**Supplied records:**
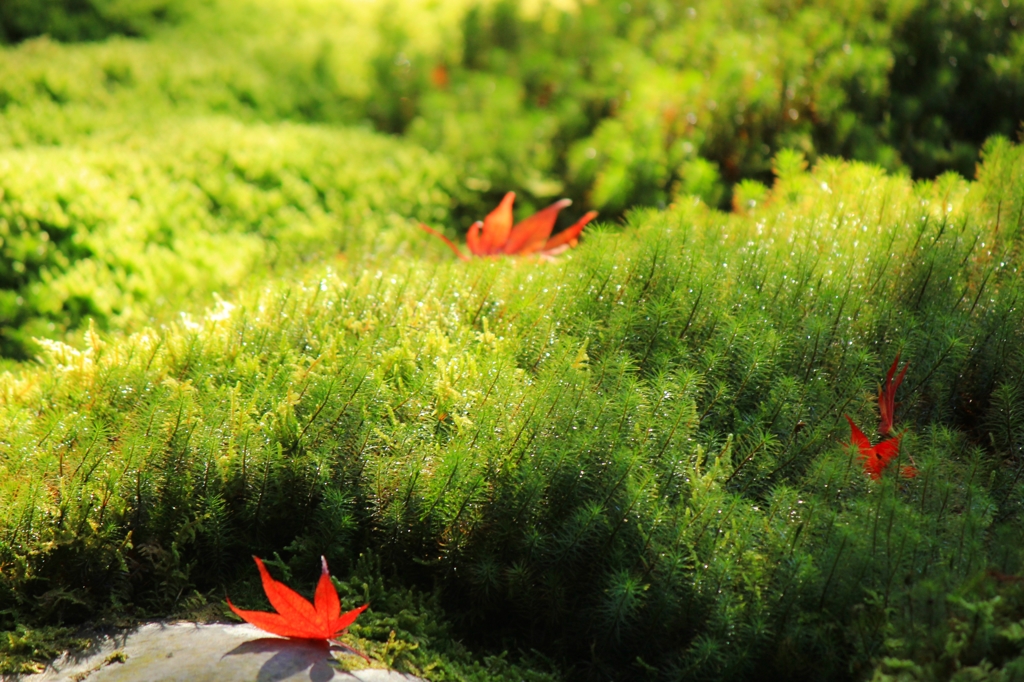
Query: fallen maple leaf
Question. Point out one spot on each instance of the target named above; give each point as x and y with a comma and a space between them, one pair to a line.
873, 458
296, 616
887, 397
497, 236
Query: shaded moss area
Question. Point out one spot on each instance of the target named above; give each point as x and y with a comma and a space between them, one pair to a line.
82, 19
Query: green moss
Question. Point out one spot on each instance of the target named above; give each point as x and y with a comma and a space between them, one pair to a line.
632, 454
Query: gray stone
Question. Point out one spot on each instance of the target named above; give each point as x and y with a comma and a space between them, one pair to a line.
205, 652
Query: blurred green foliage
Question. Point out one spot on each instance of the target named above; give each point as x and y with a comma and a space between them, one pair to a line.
627, 103
124, 227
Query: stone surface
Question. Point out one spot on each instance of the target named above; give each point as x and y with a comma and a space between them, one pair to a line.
204, 652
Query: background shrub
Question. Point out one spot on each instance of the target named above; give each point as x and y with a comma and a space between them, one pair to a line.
631, 458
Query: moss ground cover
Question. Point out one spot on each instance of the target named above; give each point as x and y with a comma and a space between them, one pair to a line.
132, 223
628, 463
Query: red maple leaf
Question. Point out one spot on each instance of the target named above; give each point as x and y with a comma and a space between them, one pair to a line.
873, 458
496, 236
887, 397
297, 617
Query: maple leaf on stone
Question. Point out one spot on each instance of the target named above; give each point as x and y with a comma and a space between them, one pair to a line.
296, 616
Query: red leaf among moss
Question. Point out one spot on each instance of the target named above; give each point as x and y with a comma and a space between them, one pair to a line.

**The task:** Update the entries from the line containing "Query: red leaf among moss" through the end of the entries, changing "moss" to "lichen" and leaving everything else unchanged.

**Expected output:**
Query: red leaf among lichen
Question. Point out one spot on each instance of the target named above; give each point as x and y with a comma and a space between them, one pair to a line.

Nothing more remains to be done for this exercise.